Selesaikan berikut ini
1 > Menurut kutipan tentang kebakaran Depo Plumpang, tahun berapa depo itu pertama kali dibangun?
2 > Teruskan kutipan tentang kebakaran Depo Plumpang mulai setelah kalimat terakhirnya.

Kutipan
%%
Kemudian peristiwa kebakaran yang terjadi di Depo Pertamina Plumpang pun mendapat respon dari pakar tata kota Universitas Trisakti Jakarta Yayat Supriatna.
Yang sebelum nya sudah di peringatkan, kalau sekitaran depo harus steril dari pemukiman warga karena sewaktu-waktu akan beresiko besar bagi sekitar nya.
Kawasan Depo Pertamina tersebut dilegalisasi menjadi pemukiman warga yang padat penduduk, bahkan jarak antara dinding Depo Pertamina dengan tembok warga hanya 20 meter. Sebagaimana diungkapkan oleh pengamat tata kota Universitas Trisakti Jakarta Yayat Supriatna. Menurutnya, Depo itu pertama dibangun pada 1974. Ketika itu, kawasan Jakarta tidak sepadat dan seramai sekarang.
Seiring berkembangnya industri, kepadatan penduduk meningkat. Bahkan, ada satu RW yang jumlah RT-nya bertambah dari tujuh menjadi 11. Karena itu Yayat mempertanyakan, siapa yang memberikan izin dan merekomendasikan adanya pemukiman di kawasan yang harusnya steril dari pemukiman warga tersebut? (kompastv.com, 04/03/2023).
Kapitalisme sumber masalah
Warga yang tinggal sekitar Depo Plumpang menjadi korban ledakan. Wilayah yang seharusnya tidak menjadi tempat hunian warga, dibiarkan terus berkembang dan dilegalisasi dengan pembentukan RT RW dan pemberian KTP.
Jelas musibah ini menunjukkan adanya kesalahan tata kelola kependudukan, juga menunjukkan abainya negara terhadap keselamatan rakyat. Apalagi sebelumnya juga pernah terjadi kebakaran ditempat tersebut. Bahaya yang mengancam keselamatan rakyat nyata-nyata diabaikan oleh negara.
Sisi lainnya fakta tersebut menunjukkan abainya negara dalam memenuhi kebutuhan tempat tinggal, sehingga tetap tinggal di tempat yang berbahaya.
Di negeri yang mengemban sistem kapitalis sekuler hal semacam diatas itu wajar. Sebab, sistem ini mengadopsi sistem sekuler pemisahan antara agama dengan aturan kehidupan, negara lalai dalam hal pemenuhan kebutuhan rakyatnya, salah satunya menyediakan sandang, pangan, dan papan. Rakyat dibiarkan terseok-seok mencari kebutuhan hidupnya sendiri di era yang serba sulit, salah satunya mencari tempat tinggal/hunian.
Sistem yang berdasar pada materi membuat penguasa lebih mengedepankan keuntungan daripada keselamatan rakyatnya, sehingga warga dengan ekonomi lemah di kota-kota besar kesulitan untuk mendapatkan tempat tinggal yang layak dan aman. Sebagian besar tanah dikuasai oleh para kapitalis properti atau pengusaha yang bermodal untuk membangun berbagai pabrik-pabrik, pusat perbelanjaan, dan lainnya. Ada juga untuk membangun perumahan, namun yang berbayar mahal dan tentunya tidak dapat dijangkau oleh rakyat kecil.
%%
[Cuplikan dataset penunjukan]
%%
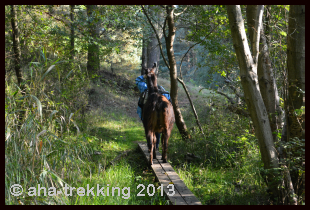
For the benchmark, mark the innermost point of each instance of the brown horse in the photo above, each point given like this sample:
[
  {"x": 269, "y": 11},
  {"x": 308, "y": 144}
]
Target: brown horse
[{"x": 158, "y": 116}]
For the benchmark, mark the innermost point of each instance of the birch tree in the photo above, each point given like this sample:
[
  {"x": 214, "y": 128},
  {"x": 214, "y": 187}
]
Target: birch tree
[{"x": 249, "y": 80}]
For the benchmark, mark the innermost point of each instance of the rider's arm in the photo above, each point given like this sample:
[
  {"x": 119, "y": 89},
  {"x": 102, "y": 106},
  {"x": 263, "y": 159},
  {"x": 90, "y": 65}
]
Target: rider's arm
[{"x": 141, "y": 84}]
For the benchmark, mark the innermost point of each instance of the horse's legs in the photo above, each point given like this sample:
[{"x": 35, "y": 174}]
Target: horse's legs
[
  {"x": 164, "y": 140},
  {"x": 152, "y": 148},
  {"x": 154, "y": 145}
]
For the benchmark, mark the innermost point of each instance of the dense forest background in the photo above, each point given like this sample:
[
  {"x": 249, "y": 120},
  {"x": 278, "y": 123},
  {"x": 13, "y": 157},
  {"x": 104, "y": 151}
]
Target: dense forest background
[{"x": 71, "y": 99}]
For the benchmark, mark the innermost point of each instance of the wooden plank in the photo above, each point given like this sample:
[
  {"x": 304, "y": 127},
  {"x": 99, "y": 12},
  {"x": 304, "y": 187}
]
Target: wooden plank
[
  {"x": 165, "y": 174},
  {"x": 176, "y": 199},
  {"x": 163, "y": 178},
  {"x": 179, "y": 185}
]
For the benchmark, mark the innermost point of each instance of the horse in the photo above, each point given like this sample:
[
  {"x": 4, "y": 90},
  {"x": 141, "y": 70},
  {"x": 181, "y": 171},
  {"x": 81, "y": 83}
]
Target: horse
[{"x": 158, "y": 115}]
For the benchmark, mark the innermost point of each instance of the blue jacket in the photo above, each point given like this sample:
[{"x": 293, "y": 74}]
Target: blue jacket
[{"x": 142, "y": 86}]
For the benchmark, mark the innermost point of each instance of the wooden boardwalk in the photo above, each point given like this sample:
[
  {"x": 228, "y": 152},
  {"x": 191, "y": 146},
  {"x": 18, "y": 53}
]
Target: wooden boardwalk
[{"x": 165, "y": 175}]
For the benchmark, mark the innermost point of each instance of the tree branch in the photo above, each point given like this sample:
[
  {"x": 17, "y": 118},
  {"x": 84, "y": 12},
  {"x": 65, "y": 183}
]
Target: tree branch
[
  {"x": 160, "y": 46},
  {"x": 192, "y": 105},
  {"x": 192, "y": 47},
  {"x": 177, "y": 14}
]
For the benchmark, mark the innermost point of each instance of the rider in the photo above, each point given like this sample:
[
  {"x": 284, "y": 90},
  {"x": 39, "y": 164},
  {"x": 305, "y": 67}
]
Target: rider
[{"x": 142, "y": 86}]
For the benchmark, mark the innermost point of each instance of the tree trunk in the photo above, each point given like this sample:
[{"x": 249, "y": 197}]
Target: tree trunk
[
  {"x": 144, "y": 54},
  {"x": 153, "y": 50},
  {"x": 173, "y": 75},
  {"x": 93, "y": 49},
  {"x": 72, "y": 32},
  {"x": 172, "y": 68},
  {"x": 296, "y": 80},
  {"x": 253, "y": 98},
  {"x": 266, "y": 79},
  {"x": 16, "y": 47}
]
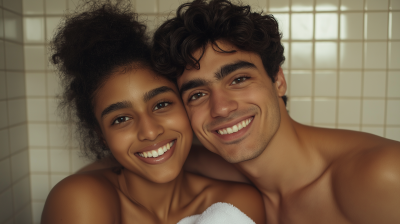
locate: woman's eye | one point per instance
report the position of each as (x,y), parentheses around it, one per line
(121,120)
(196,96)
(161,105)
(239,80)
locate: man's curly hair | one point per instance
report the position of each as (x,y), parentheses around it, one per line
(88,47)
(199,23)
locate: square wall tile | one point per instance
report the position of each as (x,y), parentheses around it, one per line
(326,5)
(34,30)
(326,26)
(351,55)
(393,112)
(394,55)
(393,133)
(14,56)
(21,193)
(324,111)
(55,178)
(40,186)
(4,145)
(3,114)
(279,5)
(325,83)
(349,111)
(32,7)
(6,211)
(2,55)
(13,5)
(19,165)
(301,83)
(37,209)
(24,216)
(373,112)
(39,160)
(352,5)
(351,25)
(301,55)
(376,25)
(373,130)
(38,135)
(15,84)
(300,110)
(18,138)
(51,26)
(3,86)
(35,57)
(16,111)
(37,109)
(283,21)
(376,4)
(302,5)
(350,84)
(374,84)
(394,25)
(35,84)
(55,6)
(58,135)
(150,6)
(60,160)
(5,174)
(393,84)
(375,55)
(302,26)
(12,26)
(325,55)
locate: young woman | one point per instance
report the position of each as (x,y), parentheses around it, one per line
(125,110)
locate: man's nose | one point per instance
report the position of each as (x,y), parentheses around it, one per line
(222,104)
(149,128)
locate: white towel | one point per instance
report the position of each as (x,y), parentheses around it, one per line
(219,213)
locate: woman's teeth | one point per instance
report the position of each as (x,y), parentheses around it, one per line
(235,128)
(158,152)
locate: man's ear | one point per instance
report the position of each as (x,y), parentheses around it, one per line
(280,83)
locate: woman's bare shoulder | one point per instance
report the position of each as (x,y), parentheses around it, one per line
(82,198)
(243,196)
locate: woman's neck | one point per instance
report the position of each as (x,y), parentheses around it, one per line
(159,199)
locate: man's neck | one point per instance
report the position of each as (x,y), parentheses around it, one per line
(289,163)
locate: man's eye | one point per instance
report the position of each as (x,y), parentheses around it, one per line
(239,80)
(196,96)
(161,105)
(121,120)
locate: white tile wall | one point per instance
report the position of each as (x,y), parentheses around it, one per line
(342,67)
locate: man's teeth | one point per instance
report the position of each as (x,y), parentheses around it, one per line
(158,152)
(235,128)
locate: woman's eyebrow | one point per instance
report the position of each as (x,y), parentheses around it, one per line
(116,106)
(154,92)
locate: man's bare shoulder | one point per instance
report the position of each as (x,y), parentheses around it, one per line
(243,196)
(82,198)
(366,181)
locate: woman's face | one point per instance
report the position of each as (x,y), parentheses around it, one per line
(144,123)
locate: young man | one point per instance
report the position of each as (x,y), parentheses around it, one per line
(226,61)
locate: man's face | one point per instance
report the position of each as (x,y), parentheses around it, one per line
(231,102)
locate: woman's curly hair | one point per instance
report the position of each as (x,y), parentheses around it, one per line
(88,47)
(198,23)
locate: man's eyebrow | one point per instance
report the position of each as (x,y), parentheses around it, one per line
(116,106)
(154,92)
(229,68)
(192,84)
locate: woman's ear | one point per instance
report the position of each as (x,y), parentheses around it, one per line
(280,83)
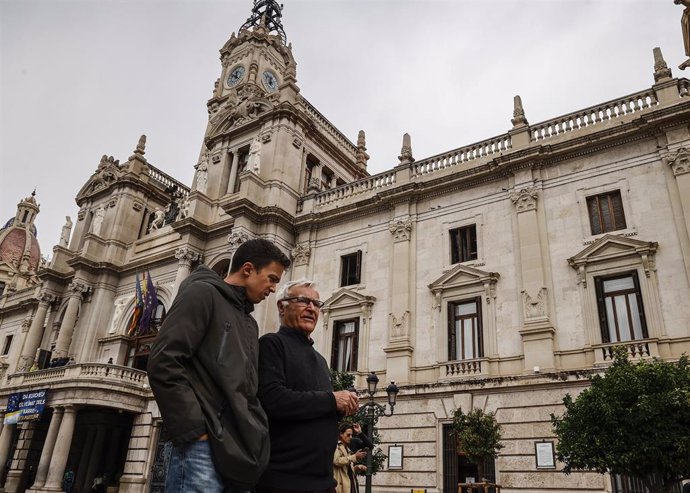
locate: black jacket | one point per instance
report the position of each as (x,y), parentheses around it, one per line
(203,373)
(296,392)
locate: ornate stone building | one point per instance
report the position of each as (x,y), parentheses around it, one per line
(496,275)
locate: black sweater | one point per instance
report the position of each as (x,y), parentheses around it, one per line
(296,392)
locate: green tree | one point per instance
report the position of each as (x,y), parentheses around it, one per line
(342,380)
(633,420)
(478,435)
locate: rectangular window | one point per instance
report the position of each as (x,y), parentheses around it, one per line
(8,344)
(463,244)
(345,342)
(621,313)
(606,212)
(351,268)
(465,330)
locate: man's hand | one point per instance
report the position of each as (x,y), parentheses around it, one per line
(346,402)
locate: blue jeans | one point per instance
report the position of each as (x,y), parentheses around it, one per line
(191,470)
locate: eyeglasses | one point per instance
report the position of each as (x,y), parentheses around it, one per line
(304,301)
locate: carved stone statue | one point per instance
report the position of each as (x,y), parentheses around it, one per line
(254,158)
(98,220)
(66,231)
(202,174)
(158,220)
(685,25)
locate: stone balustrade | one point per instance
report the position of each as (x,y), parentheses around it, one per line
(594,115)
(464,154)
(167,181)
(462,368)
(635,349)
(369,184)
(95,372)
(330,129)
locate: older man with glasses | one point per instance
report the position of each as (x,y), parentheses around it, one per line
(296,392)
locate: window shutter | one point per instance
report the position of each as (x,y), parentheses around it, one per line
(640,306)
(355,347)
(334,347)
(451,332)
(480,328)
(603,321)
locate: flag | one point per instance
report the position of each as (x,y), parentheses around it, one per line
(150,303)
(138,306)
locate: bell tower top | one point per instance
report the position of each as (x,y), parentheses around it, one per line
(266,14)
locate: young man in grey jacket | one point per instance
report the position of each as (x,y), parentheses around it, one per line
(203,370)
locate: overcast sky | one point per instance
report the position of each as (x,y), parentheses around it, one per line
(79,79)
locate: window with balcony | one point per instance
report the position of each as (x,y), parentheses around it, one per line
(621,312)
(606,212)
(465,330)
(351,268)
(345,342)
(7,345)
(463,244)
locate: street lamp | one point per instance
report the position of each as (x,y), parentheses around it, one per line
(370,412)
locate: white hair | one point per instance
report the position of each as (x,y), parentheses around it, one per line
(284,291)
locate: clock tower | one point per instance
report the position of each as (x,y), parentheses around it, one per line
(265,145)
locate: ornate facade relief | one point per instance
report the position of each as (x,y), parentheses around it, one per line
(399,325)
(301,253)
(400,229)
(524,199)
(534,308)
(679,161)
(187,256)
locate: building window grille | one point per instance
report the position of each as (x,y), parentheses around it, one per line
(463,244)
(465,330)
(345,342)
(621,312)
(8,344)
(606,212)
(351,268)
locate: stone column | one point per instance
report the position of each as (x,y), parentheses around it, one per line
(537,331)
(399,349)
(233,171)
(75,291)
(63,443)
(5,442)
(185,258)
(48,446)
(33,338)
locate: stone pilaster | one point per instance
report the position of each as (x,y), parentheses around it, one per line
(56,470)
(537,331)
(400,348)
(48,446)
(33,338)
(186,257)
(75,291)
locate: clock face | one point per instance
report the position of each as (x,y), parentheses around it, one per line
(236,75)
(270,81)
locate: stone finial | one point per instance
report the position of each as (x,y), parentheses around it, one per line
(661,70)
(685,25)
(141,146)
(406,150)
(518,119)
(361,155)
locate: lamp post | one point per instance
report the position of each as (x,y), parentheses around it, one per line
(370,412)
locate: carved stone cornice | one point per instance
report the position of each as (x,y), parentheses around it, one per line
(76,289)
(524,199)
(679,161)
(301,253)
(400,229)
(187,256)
%%
Tugas yang terselesaikan
1 > Depo itu pertama kali dibangun pada 1974.

2 >
Alhasil, rakyat kecil harus mencari tempat tinggal/rumah yang tidak layak serta bisa membahayakan nyawa mereka, seperti di bawah kolong jembatan, pemukiman kumuh, di lahan-lahan perkuburan, tanpa terkecuali di kawasan Depo Pertamina.
Sungguh sangat miris hidup dalam sistem kapitalisme sekuler ini, keselamatan rakyat kecil selalu dipertaruhkan oleh para kapitalis dan negara minim menjamin keselamatan rakyatnya.
Islam solusi dalam mengatasi masalah
Hal ini jelas berbeda dalam sistem kepemimpinan Islam. Islam mendorong dan menuntut para pemimpin/khalifah untuk memenuhi tanggung jawab dan tugasnya sebaik-baiknya. Tugas mereka adalah sebagai pelayan dan pelindung rakyat. Negara wajib menjamin terpenuhinya sandang, pangan dan papan setiap rakyat.
Visi dan misi kepemimpinan dalam sistem Islam ialah mengedepankan syariat Islam, keselamatan rakyat, serta kesejahteraan rakyat. Karena itu, dalam tata kelola wilayah, termasuk wilayah pemukiman, tidak akan lepas dari prinsip tersebut. Hal ini sebagai bentuk tanggung jawab pemimpin dalam menjaga keselamatan rakyatnya.
Dalam hal tata wilayah, Islam senantiasa akan menyusunnya berdasarkan aspek kemaslahatan dari sisi sains. Pemimpin Islam akan meminta kepada ahli sains untuk memetakan tanah yang subur dan kurang subur. Hal ini dilakukan agar penguasa dapat memanfaatkan tanah dengan sebaik-baiknya. Seperti, tanah subur akan dijadikan lahan untuk persawahan ataupun perkebunan yang menunjang tersedianya kebutuhan pangan dalam negeri. Selian itu, wilayah yang kurang subur akan dijadikan pemukiman dan pabrik-pabrik atau industri.
Namun, dalam tata wilayah pemukiman dan industri, penguasa akan mengatur ada area buffer sebagai batas antara kawasan pemukiman dan kawasan industri. Hal ini untuk meminimalkan terjadinya korban jiwa jika terjadi bahaya dalam lingkungan industri.
Selain itu, negara juga menetapkan sanksi tegas kepada siapa saja yang melanggar berbagai ketentuan yang telah ditetapkan oleh penguasa. Hal ini sebagai bentuk penjagaan penguasa dalam Islam terhadap keselamatan rakyatnya.
Rasulullah Saw bersabda; “Barang siapa membahayakan orang lain, maka Allah akan membalas bahaya kepadanya dan barang siapa menyusahkan atau menyulitkan orang lain, maka Allah akan menyulitkannya.” (HR Al-Hakim dan Baihaqi).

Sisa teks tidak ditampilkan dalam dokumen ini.